[Document excerpt — start]

Gifted PolyU researcher in supramolecular chemistry wins Croucher Innovation Award
Dr Franco Leung
Bachelor of Science in Chemical Technology, PolyU (2011)
Master of Philosophy, PolyU (2013)
Doctor of Philosophy in Electronic Chemistry, Tokyo Institute of Technology (2017)
Postdoctoral Fellow, University of Groningen, the Netherlands (2017)
Croucher Fellowship Postdoctoral Fellow, University of Groningen (2017 - 2019)
Assistant Professor, Department of Applied Biology and Chemical Technology (2019 - present)
“I have been obsessed with chemistry since secondary school,” said Dr Franco Leung, a PolyU-trained academic who is one of the two winners of the Croucher Innovation Award 2021. This prestigious accolade recognises a small number of exceptionally talented scientists, offering substantial support to these “rising stars” at a formative stage in their careers. Award recipients each receive research funding of up to HK$5 million from the Croucher Foundation over five years.
Franco was bestowed the honour in recognition of his outstanding achievements in supramolecular and material science research. The 33-yearold scientist is currently an Assistant Professor of PolyU’s Department of Applied Biology and Chemical Technology. His main research interests include dynamic supramolecular polymers, functional molecular assembly, and biocompatible functional materials.

[Document excerpt — finish]
[Given entries — start]

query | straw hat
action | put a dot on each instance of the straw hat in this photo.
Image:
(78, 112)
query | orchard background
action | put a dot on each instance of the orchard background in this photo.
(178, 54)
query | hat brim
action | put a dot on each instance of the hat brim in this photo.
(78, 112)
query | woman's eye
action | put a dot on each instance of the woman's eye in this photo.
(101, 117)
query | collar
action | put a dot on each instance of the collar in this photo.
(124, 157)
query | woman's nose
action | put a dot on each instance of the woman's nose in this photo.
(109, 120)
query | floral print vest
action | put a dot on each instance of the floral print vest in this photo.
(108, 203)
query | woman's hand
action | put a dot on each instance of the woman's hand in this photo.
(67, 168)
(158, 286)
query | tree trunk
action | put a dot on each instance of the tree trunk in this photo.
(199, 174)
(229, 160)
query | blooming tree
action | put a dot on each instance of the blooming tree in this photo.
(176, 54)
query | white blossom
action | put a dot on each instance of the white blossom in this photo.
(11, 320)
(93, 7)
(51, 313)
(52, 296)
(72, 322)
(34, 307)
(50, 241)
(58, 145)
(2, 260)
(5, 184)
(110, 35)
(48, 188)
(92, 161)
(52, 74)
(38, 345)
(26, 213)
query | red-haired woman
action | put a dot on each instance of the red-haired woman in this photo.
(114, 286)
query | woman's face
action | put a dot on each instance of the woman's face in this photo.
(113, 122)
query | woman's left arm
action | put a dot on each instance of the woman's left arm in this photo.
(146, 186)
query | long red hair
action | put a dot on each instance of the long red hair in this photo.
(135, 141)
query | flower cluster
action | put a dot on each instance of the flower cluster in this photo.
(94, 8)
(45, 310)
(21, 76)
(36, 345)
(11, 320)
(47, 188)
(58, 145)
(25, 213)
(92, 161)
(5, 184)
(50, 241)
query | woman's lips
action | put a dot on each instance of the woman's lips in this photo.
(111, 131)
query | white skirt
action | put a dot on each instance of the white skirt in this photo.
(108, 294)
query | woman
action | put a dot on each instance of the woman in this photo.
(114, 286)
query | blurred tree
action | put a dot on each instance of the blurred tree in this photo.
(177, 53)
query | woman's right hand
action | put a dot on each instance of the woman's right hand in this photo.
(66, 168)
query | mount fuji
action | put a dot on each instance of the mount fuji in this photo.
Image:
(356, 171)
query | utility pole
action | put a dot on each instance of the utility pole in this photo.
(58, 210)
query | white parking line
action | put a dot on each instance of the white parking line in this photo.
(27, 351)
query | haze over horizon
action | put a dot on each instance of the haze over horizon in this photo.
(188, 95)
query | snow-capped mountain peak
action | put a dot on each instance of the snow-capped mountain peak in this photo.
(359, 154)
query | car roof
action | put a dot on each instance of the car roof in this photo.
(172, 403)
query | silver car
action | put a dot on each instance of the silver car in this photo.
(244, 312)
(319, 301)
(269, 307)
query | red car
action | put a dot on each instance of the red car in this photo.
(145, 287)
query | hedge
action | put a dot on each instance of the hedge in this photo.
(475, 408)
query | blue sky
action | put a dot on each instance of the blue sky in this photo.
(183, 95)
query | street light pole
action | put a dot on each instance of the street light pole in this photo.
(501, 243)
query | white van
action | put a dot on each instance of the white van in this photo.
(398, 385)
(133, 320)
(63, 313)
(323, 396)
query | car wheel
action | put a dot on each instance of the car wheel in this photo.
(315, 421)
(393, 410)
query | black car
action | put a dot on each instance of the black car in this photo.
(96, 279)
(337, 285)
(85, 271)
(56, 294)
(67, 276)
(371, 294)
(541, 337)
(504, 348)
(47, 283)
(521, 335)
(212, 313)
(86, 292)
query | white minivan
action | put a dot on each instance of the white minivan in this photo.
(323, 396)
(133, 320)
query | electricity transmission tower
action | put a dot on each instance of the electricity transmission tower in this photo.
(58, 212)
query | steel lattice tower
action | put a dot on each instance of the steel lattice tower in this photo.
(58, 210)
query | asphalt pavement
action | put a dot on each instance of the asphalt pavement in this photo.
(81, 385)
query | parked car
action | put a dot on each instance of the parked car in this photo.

[Given entries — finish]

§ Assigned task 1
Render this sentence from the Croucher award article in French: "His main research interests include dynamic supramolecular polymers, functional molecular assembly, and biocompatible functional materials."
§ Assigned task 2
Supply what comes next in the Croucher award article, starting after its last sentence.
The data come from a separate source unrelated to the Croucher award article.

§ Exercise answer 1
Ses principaux intérêts de recherche comprennent les polymères supramoléculaires dynamiques, l'assemblage moléculaire fonctionnel et les matériaux fonctionnels biocompatibles.

§ Exercise answer 2
Franco’s aspiration in research is to design novel supramolecular functional systems for developing stimuli-responsive functional soft materials. One of his research areas is Life-like Supramolecular Soft Actuators. These highly dynamic, reversible and biocompatible supramolecular soft actuators are expected to be applicable in the field of soft robotics, which involves the use of materials with mechanical properties similar to those of living tissues.
The young scholar is honoured to receive the Award, and considers it a strong endorsement of his research. He said, “I am most grateful to the Croucher Foundation for its recognition of my research on a Supramolecular Robotic System of Photo-responsive Molecular Amphiphiles. I hope this research can facilitate the development of a supramolecular robotic system, which is applicable in the medical field to achieve more precise treatments, as well as in other fields to make a positive impact on society.”
One possible application is to deliver tiny drugs to a precise location inside the human body.
|What does supramolecular research entail?|
Supramolecular chemistry is an interdisciplinary field of science involving the chemical, physical, and biological features of molecular assemblies that have greater complexity than the individual molecules themselves. As the binding force between the smaller molecules in supramolecular structures is weak, it is often possible to develop larger molecules of a desired shape or functionality.
A PolyU-grown scholar coming home
Franco is also thankful to his alma mater for laying a solid academic foundation for his scientific research. He graduated from PolyU in 2011 with a Bachelor of Science (First Class Honours) degree in Chemical Technology. After receiving a Master of Philosophy degree in Chemical Technology from his alma mater, he proceeded with his Doctor of Philosophy studies in Electronic Chemistry at the Tokyo Institute of Technology, Japan.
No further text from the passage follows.